◆ WORK INSTRUCTIONS
Please reproduce the lines verbatim, starting with the one that contains "query: the noun phrase to segment: **black" and continuing through the last line of the data items, with both ends included.

Data items:

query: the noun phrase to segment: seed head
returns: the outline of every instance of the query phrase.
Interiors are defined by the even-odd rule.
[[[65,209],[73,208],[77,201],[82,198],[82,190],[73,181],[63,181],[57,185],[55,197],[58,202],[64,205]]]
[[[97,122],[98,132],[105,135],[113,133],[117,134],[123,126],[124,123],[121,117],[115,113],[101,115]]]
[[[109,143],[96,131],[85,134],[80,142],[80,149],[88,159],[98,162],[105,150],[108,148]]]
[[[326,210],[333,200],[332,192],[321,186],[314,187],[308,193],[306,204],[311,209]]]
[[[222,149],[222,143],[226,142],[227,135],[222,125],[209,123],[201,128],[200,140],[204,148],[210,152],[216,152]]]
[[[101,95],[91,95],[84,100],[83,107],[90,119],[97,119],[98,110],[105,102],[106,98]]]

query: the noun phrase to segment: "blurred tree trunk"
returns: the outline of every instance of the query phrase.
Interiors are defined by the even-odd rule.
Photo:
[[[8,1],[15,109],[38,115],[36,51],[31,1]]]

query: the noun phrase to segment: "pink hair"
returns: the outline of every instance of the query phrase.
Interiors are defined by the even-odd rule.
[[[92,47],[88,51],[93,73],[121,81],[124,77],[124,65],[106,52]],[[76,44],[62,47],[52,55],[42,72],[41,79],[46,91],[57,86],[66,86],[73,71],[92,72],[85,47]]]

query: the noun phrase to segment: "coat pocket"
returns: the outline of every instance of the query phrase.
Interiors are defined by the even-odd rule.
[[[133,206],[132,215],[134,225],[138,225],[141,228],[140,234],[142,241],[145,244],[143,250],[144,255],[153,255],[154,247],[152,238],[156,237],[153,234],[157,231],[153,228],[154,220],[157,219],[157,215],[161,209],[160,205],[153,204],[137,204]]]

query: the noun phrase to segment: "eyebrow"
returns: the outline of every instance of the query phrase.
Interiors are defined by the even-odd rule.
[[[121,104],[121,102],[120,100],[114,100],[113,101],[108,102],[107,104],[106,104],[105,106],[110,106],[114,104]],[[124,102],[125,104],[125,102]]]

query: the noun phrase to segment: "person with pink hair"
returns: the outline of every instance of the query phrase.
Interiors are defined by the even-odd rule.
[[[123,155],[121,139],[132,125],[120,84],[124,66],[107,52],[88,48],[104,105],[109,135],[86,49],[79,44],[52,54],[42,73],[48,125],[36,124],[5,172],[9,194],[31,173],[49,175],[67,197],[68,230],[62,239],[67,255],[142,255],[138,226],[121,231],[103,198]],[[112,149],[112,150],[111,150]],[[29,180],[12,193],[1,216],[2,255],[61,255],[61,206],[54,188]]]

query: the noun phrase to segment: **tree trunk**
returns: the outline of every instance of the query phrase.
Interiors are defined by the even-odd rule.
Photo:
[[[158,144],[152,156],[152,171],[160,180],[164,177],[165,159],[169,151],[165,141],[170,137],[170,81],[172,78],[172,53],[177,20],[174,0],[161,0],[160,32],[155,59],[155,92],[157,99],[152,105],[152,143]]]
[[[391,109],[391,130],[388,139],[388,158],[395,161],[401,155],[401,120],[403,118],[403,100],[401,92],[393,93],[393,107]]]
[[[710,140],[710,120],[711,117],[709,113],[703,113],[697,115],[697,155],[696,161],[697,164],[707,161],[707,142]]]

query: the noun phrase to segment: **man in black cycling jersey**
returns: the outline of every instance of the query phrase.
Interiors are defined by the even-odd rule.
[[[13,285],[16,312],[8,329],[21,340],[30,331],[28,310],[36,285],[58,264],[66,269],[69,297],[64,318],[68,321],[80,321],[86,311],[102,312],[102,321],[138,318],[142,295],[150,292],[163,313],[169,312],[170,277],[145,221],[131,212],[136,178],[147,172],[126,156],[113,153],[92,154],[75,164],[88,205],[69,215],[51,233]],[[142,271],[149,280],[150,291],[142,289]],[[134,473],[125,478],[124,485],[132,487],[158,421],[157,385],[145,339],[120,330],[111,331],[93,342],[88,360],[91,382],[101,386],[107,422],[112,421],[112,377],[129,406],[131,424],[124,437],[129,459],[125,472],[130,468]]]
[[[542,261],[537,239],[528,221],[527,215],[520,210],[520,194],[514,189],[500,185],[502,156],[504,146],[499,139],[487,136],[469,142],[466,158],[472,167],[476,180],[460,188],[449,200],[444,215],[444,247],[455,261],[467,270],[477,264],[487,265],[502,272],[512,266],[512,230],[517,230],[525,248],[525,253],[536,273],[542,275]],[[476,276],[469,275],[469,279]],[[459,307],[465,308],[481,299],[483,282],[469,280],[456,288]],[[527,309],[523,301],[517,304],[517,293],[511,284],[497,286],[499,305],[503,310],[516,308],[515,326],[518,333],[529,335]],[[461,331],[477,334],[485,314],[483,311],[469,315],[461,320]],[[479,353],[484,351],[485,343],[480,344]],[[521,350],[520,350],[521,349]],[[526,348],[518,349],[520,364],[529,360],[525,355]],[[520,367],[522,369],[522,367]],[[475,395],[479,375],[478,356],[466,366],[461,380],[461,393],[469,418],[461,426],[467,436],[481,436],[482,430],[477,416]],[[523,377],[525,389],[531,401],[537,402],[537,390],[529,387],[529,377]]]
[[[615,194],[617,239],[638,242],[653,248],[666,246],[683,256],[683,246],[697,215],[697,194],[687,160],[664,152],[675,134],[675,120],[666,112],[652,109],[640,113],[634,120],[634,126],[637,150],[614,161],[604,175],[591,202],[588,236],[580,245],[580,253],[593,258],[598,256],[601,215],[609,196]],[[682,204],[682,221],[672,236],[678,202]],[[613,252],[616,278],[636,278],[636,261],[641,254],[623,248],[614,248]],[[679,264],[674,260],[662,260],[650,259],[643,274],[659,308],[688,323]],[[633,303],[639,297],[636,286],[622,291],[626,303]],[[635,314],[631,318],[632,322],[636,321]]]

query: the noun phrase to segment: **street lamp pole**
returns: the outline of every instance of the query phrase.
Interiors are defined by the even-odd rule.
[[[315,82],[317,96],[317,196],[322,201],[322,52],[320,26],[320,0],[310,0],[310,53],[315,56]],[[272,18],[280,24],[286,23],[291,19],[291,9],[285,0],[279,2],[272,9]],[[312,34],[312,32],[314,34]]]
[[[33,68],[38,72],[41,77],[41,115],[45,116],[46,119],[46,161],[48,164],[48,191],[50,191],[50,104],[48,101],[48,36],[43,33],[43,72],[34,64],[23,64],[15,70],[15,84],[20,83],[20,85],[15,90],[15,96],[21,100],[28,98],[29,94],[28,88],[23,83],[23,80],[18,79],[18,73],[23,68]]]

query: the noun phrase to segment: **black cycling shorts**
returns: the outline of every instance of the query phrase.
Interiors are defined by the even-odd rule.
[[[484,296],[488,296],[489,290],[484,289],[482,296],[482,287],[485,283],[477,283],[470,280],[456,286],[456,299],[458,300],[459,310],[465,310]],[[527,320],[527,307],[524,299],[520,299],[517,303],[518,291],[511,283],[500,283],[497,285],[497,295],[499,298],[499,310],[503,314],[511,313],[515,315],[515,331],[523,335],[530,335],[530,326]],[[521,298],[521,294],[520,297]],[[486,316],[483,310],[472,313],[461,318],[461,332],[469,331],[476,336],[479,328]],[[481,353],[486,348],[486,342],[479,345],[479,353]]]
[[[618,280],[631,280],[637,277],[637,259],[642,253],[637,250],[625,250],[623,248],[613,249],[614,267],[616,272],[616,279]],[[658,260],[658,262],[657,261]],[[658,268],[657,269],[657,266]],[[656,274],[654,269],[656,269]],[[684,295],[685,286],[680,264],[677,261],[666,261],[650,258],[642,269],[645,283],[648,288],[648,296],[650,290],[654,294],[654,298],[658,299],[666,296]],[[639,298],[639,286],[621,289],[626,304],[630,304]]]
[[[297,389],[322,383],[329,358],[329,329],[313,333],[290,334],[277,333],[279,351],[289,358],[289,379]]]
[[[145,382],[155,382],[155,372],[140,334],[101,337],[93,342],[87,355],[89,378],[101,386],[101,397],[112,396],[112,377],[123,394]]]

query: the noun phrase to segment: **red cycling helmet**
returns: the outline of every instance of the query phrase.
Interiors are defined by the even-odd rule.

◆ OUTPUT FOR THIS TASK
query: the noun phrase to segment: **black cycling shorts**
returns: the outline of every instance of the query phrase.
Interiors are defined by the even-odd rule.
[[[484,296],[488,296],[489,290],[484,289],[482,296],[482,287],[485,283],[477,283],[470,280],[456,286],[456,299],[458,300],[459,310],[465,310]],[[527,320],[527,307],[524,299],[520,299],[517,303],[518,291],[511,283],[500,283],[497,285],[497,295],[499,298],[499,310],[503,314],[511,313],[515,315],[515,331],[523,335],[530,335],[530,326]],[[521,298],[521,294],[520,297]],[[486,316],[483,310],[472,313],[461,318],[461,332],[469,331],[476,336],[479,328]],[[481,353],[486,348],[486,342],[479,345],[479,353]]]
[[[618,280],[631,280],[637,277],[637,259],[642,253],[637,250],[625,250],[623,248],[613,249],[614,267],[616,272],[616,279]],[[658,260],[658,262],[657,261]],[[658,268],[657,269],[657,266]],[[656,274],[654,269],[656,269]],[[684,295],[685,286],[680,264],[677,261],[666,261],[650,258],[642,269],[645,283],[648,288],[648,296],[650,290],[654,294],[654,298],[658,299],[666,296]],[[639,298],[639,286],[621,289],[626,304],[630,304]]]
[[[297,389],[322,383],[329,358],[329,329],[313,333],[290,334],[277,333],[279,351],[289,358],[289,379]]]
[[[145,382],[155,382],[155,372],[140,334],[101,337],[93,342],[87,355],[89,378],[101,386],[101,397],[112,396],[112,377],[123,394]]]

query: the noun phrase to segment: **red cycling helmet**
returns: the outline of every instance of the query phrase.
Interiors are defined by the even-odd rule.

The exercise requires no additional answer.